_PROBLEM REQUIREMENTS_. Reproduce the lines below word for word, with no changes.
☆ ☆ ☆ ☆ ☆ ☆ ☆
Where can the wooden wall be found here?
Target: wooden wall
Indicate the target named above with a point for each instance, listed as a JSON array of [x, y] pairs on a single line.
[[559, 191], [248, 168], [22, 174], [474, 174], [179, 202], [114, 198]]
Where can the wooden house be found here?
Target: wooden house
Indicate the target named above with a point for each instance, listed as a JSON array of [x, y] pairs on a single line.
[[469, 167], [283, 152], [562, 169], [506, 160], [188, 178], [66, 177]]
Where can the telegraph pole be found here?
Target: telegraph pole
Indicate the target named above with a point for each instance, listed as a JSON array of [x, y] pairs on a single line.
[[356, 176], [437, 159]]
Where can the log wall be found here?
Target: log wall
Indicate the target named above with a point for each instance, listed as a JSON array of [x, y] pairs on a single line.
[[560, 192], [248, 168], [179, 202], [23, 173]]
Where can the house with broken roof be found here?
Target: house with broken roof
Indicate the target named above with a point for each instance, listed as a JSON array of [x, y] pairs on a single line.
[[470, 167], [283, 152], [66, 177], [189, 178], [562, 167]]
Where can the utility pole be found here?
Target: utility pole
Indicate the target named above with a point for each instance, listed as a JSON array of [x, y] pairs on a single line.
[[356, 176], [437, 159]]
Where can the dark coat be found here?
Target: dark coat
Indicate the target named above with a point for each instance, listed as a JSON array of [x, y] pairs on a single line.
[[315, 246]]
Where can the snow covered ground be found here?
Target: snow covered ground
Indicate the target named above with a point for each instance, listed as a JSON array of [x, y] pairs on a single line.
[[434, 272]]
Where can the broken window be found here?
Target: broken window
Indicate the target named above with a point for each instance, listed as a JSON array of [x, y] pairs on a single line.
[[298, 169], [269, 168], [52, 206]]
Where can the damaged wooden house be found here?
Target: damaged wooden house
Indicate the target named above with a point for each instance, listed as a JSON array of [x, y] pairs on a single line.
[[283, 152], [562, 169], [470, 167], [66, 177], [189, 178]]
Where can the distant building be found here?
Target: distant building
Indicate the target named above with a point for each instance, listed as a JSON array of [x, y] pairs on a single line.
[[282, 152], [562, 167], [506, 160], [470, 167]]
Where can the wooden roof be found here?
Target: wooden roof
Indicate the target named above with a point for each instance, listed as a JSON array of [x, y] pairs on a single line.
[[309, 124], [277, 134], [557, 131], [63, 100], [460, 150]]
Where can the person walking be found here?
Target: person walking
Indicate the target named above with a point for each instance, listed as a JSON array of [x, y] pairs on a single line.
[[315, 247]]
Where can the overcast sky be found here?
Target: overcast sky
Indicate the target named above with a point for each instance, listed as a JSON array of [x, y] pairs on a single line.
☆ ☆ ☆ ☆ ☆ ☆ ☆
_WRITTEN SOLUTION_.
Where can the wooden wall be found here?
Target: wooden wall
Indicate the target named above with a point for each instance, listed as a JSON array of [x, y] pairs on a single line.
[[559, 191], [248, 168], [22, 174], [474, 174], [179, 202], [114, 198]]
Where can the wooden house be found here?
Target: wooden house
Indicate the target named above with a point for each instance, listed as a JSON array of [x, y] pairs on a single line.
[[469, 167], [283, 152], [562, 169], [506, 160], [188, 178], [66, 177]]
Where can the telegraph pole be found here?
Target: telegraph pole
Indicate the target named above with a point for each instance, listed as a JSON array of [x, y] pairs on a single line.
[[356, 176], [437, 159]]
Where can the log wall be found here?
Target: log wall
Indicate the target named above with a point for each instance, listed as a JSON array of [x, y] pairs on a single line.
[[560, 192], [248, 168], [179, 202], [23, 173]]
Where can the house with broken roof be found here?
Target: house with broken roof
Indicate the target named above with a point for each instance, listed as a JSON array of [x, y] pairs on a single line.
[[470, 167], [283, 152], [66, 177], [189, 178], [562, 167]]
Where can the utility pole be found here?
Target: utility pole
Indicate the target named above with a point for each instance, listed as a JSON array of [x, y] pairs on a single line.
[[356, 176], [437, 159]]
Where can the dark coat be found here?
Target: dark coat
Indicate the target named above with a point for each instance, listed as a JSON array of [x, y] pairs on a single line.
[[315, 246]]
Where can the snow covered ground be found here?
Target: snow covered ground
Indicate the target named above with a point for each instance, listed as a JSON array of [x, y] pairs on a single line.
[[434, 272]]
Where can the broken window be found here?
Target: broken window
Indicate the target named above with a point for each instance, listed as a JSON array of [x, y] pairs on a single line.
[[298, 169], [269, 168], [52, 206]]
Where can the damaged wooden house be found here?
Target: damaged wooden house
Indicate the target named above with a point for each instance, listed as a JSON array of [x, y] pairs on a single line.
[[283, 152], [562, 169], [470, 167], [66, 177], [189, 178]]
Where can the distant building be found here?
Target: distant building
Indicate the target named above with a point for each instance, listed as a JSON array of [x, y] pairs on a single line.
[[282, 152], [562, 167], [506, 160], [470, 167]]
Where can the wooden roof be found here?
Target: wooden roof
Indicate the target named above with a point for each instance, listed as a JSON array of [x, y] pairs on a single line.
[[309, 124], [277, 134], [557, 131], [63, 100], [460, 150]]
Where can the person walking be found here?
Target: person walking
Indicate the target named above with a point for each instance, listed as a JSON array of [x, y] pairs on a single line.
[[315, 247]]
Where can the overcast sky be found here?
Target: overcast sky
Indicate the target named above with a point for each instance, listed as a JSON array of [x, y] pairs on a single line.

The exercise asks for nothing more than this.